===== Text under study

Ryan has no problem using the term “racism”. It is often objected that the term – indeed, the concept itself – is the product of a later era, but if the features we now understand as “racism” are depicted by characters in a Shakespeare play, why shouldn’t the term be applied?

For the society Othello inhabits is certainly racist. Iago, Rodrigo and Brabantio all come out with racist slurs. The inter-racial marriage between Othello and Desdemona Brabantio considers unnatural: how could a white girl actually want, of her own free choice, to marry a black man? There must be witchcraft involved – some drugs, perhaps that have affected her judgement. The Venetian court overrules Brabantio, but only because it desperately needs Othello’s services.

This is also a deeply misogynist world – a world in which women are expected to be unfaithful, and cuckoldry is a running joke and something to be feared, because, in a society where the man is expected to be in command of his household, cuckoldry exposes the husband’s lack of virility and of authority. And a consequence of this fear of cuckoldry is an extreme jealousy: Iago too is not immune from this.

In Ryan’s reading, neither Othello nor Iago is a startling anomaly: both are very obviously creations of a deeply imperfect and unjust society. Othello is easy prey because the circumstances of his inter-racial marriage, regarded as “unnatural”, predispose him towards insecurity: as soon as Iago mentions that Desdemona’s love for a man of a different race is unnatural, Othello, instead of dismissing it out of hand as he had done in the first act (when he had known he was in a position of power), takes it seriously. He doesn’t even have to think about it.

As for Iago, Ryan dismisses Coleridge’s formula of “motiveless malignity searching for a motive”. Now, this is a formulation that I have in the past found convincing, and so, as I started to read this passage in Ryan’s book, I marshalled to my mind the various reasons why Iago’s stated motives – that he was passed over for promotion, and his own jealous suspicions that his wife Emilia had had an affair with Othello – may be considered insufficient to account for what he does. But I needn’t have bothered: Ryan is – as is to be expected, I guess – well aware of all this: his point is that Iago does have a motive, and that motive is that he simply hates Othello. And where I had seen this as a brute fact that could be delved into no further – and hence, inscrutable – Ryan locates the source of this hatred in the values of the society that both Iago and Othello inhabit. Iago, far from being a mysterious font of inexplicable evil, is, to Ryan, all too explicable: there is nothing mysterious about him at all. The motives Iago states are, it is true, symptoms rather than causes of his hatred, but the hatred itself is not a mystery: it can be traced back to the vile and malignant values of a vile and malignant society.

==========
===== Data

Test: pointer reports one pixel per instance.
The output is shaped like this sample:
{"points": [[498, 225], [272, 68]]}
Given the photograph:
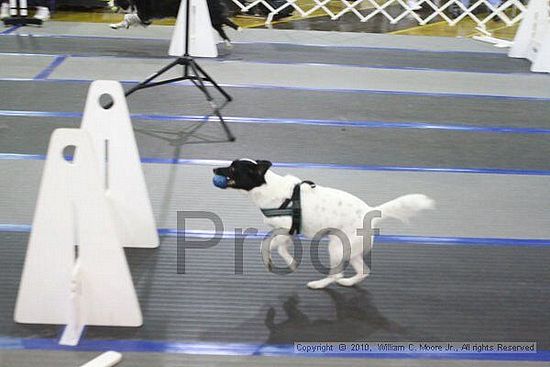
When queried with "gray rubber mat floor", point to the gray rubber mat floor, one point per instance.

==========
===== Data

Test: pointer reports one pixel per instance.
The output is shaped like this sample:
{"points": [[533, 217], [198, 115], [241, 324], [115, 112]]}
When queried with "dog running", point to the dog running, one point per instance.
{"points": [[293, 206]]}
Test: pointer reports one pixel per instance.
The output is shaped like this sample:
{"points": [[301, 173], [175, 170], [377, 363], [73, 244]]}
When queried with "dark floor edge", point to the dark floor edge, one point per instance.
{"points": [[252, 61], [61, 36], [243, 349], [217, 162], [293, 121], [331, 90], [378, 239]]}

==========

## What this exercise asks
(1) Write out the passage on Othello starting with "This is also" and going on through "immune from this.", switching "misogynist" to "patriarchal" every place it appears.
(2) According to the passage on Othello, why does the Venetian court overrule Brabantio?

## Solutions to the exercise
(1)
This is also a deeply patriarchal world – a world in which women are expected to be unfaithful, and cuckoldry is a running joke and something to be feared, because, in a society where the man is expected to be in command of his household, cuckoldry exposes the husband’s lack of virility and of authority. And a consequence of this fear of cuckoldry is an extreme jealousy: Iago too is not immune from this.

(2) Because it desperately needs Othello's services.